Set problem
According to the album reviews below, who plays the bass line on "The Creator Has A Master Plan"?

You Never Blow Your Trip Forever” is a jolly continuation of “Isle”’s interstellar trek. Allen jibber-jabbers as if he’s auditioning for Monty Python’s Flying Circus before settling into more conventional space-rock vocal mode. The band locks into a centrifugal groove that morphs into a zonked waltz, then downshifts into a “Set The Controls For The Heart Of The Sun” creep, filigreed with poignant, trilling flute. Contrary to the title, I think I did blow my trip forever.

In the end, Gong are You, and you are Gong. -Buckley Mayfield

Pharoah Sanders “Karma” (Impulse!, 1969)

Karma is the Sgt. Pepper’s of spiritual jazz, in that it appeals to both the public and critics on a large scale. Dominated by the nearly 33-minute “The Creator Has A Master Plan,” the album has become a totem of transcendental music, at once approachable and challenging in a rare way. Consider it the ambitious offspring of John Coltrane’s A Love Supreme—maybe even the student who ends up surpassing his mentor.

“The Creator Has A Master Plan” starts with a glorious two-minute fanfare, putting the listener on tenterhooks. Then Reggie Workman fingers the immortal bass line that emulates Jimmy Garrison’s in Coltrane’s “Acknowledgement”; it’s like a trampoline for your soul. Add in Nathaniel Bettis’ shakers and belltrees, James Spaulding’s flute, and Sanders’ saxophone calligraphy (ranging from gently poignant to catastrophically raspy) and you have the beginnings of a momentous trip. When Leon Thomas brings in his sly “yeah yeah yeah yeah yeah”s, you sense things are going to rise to another level. They do.

With his heartfelt lyrics, Thomas outlines the Creator’s basic yet essential blueprint for peace and happiness through all the land, and then embellishes those salubrious words with a series of acrobatic scats and yodels that articulate the song’s theme even more powerfully. Leon truly has too much soul for one body.

The track attains a chaotic peak a bit before the halfway point and then again near 20 minutes; both passages sound like the painful birth of planets that are superior to Earth—and the cries of a panicking elephant herd. They truly are some of the wildest and most transcendent moments in jazz. The last few minutes return to the opening section’s see-sawing bass line, trilling flute, and shiver-inducing belltree/shaker action. Thomas lets off some of his most sublime ululations and hums. He repeats the chorus to the fadeout. You sit there stunned, your life changed forever for the better. Lord—if you’re there—have mercy.

The cumulative effect of “The Creator” is to convince even the most hardcore atheist that just maybe there’s a shred of a chance that the universe is overseen by some god-like authority who has humanity’s best interests at heart. It’s a potent sonic fantasy, for sure. Sanders, Thomas, and company possess the power to make you believe, against your rational mind.

Entries
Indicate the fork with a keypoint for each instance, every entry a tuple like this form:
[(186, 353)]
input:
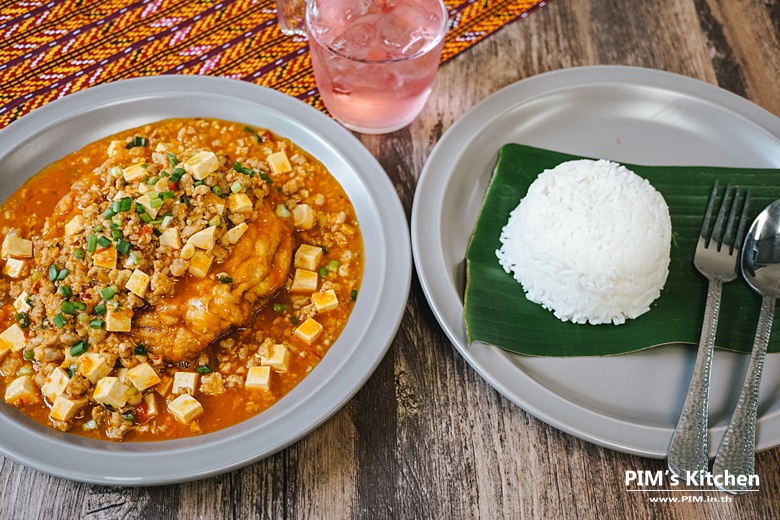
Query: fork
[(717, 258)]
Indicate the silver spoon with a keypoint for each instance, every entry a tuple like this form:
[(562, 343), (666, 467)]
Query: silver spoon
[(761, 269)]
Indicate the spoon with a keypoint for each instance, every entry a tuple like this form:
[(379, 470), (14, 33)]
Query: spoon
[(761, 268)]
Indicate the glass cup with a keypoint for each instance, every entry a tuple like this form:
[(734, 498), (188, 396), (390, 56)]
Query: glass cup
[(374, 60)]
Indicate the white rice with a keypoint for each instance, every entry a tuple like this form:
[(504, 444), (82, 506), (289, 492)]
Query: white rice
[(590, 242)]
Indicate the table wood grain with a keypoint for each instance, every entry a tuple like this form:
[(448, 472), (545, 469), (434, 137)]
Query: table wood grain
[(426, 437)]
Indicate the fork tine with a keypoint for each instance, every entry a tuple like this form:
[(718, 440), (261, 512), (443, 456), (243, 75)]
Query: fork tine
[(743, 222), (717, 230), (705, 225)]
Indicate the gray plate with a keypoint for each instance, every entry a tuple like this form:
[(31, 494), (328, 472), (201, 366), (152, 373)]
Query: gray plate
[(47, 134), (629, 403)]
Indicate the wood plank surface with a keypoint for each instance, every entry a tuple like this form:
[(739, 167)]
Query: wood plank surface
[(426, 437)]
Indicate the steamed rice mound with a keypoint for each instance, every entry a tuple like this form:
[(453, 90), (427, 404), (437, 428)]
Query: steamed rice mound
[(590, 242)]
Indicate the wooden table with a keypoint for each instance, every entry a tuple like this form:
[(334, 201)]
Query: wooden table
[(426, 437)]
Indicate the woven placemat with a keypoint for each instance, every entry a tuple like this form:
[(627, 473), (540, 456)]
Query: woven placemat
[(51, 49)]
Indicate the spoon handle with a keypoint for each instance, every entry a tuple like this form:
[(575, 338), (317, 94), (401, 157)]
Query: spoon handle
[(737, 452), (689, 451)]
--
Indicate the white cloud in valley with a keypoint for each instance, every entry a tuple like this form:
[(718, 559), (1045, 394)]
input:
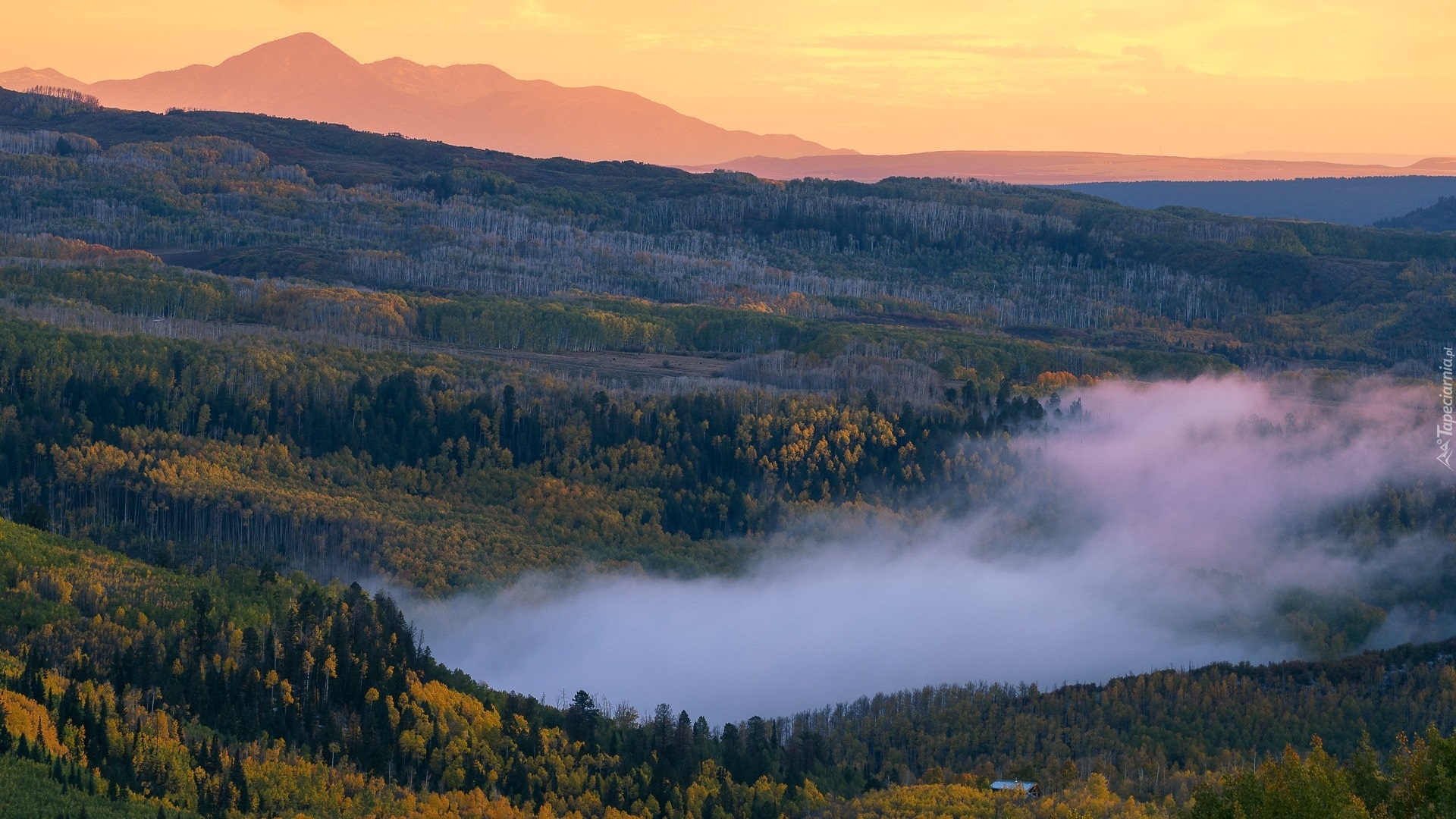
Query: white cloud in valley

Solution for this problem
Reggie Workman